What to do
Copy verbatim the part of the records that opens with the line containing "car windshield in" and closes with the line containing "point(769, 117)", both of those lines included.

Extracted information
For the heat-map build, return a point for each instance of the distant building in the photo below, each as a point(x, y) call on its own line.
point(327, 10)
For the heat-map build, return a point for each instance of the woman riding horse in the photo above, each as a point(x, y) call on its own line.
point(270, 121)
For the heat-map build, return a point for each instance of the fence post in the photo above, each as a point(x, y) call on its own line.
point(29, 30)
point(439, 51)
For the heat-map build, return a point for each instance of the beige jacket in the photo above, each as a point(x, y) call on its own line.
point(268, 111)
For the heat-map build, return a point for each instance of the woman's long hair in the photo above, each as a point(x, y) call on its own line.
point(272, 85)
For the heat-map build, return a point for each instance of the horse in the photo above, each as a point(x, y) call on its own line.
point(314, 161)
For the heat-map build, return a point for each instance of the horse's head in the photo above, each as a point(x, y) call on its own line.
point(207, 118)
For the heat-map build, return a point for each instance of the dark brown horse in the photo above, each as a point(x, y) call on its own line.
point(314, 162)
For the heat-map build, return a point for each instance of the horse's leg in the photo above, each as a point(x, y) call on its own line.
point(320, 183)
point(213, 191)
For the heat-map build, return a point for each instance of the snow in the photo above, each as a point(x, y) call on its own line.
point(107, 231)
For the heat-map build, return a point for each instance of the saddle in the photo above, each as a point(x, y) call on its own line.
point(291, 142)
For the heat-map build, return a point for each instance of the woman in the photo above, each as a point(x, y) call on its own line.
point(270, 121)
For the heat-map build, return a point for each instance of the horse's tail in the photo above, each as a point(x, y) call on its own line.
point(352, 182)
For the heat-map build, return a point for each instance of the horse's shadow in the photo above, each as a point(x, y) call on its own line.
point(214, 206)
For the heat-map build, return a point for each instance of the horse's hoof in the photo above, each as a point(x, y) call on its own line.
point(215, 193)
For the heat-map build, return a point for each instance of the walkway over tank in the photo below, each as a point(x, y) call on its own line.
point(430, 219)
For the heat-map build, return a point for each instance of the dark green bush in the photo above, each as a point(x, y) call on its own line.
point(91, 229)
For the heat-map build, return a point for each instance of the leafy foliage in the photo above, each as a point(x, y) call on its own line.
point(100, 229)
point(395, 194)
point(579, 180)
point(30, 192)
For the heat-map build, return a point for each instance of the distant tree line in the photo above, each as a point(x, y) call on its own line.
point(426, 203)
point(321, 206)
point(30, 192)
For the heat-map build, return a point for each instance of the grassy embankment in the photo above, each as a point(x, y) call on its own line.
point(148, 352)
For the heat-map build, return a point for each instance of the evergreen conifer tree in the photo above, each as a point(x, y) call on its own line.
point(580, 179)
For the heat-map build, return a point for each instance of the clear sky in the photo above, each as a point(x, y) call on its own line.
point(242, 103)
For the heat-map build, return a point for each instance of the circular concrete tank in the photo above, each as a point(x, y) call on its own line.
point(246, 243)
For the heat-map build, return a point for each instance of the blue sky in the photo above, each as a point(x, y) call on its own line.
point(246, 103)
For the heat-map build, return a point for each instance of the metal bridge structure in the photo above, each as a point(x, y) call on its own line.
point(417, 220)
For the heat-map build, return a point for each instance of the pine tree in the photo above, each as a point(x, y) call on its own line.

==

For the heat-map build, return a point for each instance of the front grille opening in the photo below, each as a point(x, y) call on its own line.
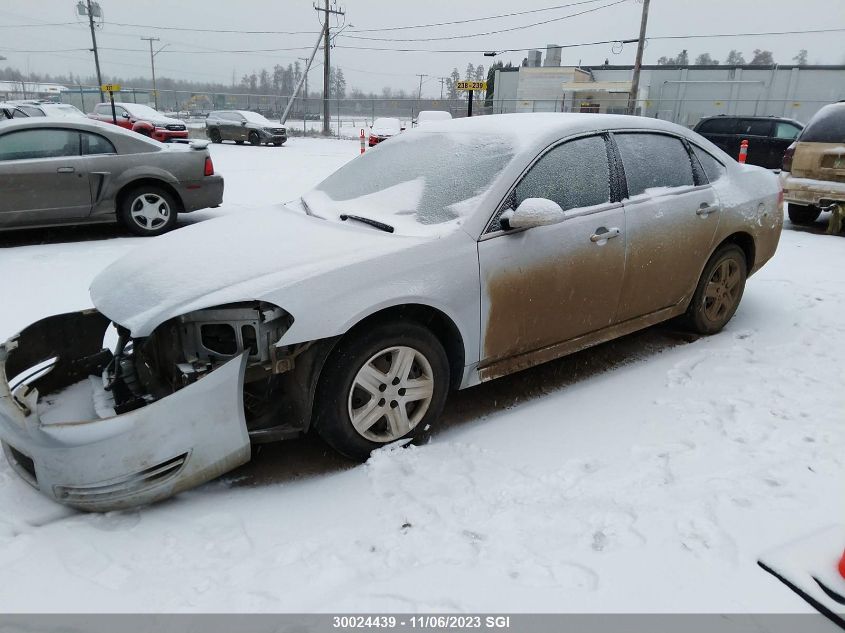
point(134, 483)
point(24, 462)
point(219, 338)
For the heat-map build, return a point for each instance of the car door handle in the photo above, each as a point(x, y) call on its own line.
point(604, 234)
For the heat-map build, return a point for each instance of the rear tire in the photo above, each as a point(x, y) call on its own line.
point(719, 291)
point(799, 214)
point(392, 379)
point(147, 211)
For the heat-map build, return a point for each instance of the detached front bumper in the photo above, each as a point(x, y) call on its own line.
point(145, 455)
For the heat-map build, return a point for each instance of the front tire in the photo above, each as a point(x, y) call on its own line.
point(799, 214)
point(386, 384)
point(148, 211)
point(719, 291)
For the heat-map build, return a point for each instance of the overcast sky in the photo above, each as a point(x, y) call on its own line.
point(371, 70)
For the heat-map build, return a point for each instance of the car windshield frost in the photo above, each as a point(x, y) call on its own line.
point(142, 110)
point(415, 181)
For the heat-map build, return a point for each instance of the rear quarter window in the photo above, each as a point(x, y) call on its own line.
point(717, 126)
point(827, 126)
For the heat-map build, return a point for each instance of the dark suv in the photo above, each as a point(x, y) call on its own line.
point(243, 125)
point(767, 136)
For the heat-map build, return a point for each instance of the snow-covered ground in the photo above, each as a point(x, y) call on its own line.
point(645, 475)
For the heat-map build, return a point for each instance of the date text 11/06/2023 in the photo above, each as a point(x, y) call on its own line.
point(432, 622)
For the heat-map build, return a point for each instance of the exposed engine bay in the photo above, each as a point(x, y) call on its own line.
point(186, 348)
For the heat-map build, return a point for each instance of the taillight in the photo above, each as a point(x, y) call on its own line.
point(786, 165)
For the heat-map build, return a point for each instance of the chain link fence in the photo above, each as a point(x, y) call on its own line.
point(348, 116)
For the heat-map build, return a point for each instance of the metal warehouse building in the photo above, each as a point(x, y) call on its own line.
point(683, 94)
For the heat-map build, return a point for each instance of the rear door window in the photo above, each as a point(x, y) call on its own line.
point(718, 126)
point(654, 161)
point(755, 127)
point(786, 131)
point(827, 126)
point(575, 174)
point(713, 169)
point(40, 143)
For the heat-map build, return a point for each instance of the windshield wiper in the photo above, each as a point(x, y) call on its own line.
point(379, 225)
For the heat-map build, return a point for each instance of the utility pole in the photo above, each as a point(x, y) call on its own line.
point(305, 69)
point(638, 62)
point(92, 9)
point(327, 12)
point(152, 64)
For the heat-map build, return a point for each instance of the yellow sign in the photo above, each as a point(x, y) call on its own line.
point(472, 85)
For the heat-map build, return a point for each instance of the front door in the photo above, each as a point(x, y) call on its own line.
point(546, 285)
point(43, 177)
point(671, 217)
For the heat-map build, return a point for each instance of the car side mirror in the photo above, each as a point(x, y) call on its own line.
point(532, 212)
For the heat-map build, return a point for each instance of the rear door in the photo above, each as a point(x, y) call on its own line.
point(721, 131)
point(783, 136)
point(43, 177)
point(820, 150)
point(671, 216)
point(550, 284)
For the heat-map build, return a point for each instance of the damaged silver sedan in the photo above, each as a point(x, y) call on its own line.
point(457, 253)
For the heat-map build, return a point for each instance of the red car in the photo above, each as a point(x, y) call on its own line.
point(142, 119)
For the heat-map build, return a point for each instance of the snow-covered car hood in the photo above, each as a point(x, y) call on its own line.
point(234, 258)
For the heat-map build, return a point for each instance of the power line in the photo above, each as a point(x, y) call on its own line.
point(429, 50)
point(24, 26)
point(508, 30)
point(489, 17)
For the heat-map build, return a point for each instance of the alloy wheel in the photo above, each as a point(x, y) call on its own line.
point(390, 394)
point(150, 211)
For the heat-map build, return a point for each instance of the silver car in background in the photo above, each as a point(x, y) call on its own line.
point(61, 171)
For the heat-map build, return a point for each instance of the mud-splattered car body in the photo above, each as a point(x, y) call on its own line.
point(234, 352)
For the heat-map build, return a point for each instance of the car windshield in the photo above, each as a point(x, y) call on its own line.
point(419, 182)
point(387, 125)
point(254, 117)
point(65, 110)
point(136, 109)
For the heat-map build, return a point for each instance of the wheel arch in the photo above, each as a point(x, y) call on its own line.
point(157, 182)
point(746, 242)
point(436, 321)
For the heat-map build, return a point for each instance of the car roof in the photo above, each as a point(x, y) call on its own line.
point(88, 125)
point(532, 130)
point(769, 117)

Final result
For the heat-map build, return a point for each instance of the car windshield in the photo above, each as a point(x, y) call on its own line.
point(419, 182)
point(387, 125)
point(254, 117)
point(65, 110)
point(136, 109)
For the heat-map build, return a point for each instance of the wheel arch in the photo above, each as a point(x, y) call on its own line.
point(157, 182)
point(746, 242)
point(436, 321)
For the heat-map build, return a point for each instance of the car roof in the photo above, each as a point(x, y) call on its own line.
point(88, 125)
point(532, 130)
point(769, 117)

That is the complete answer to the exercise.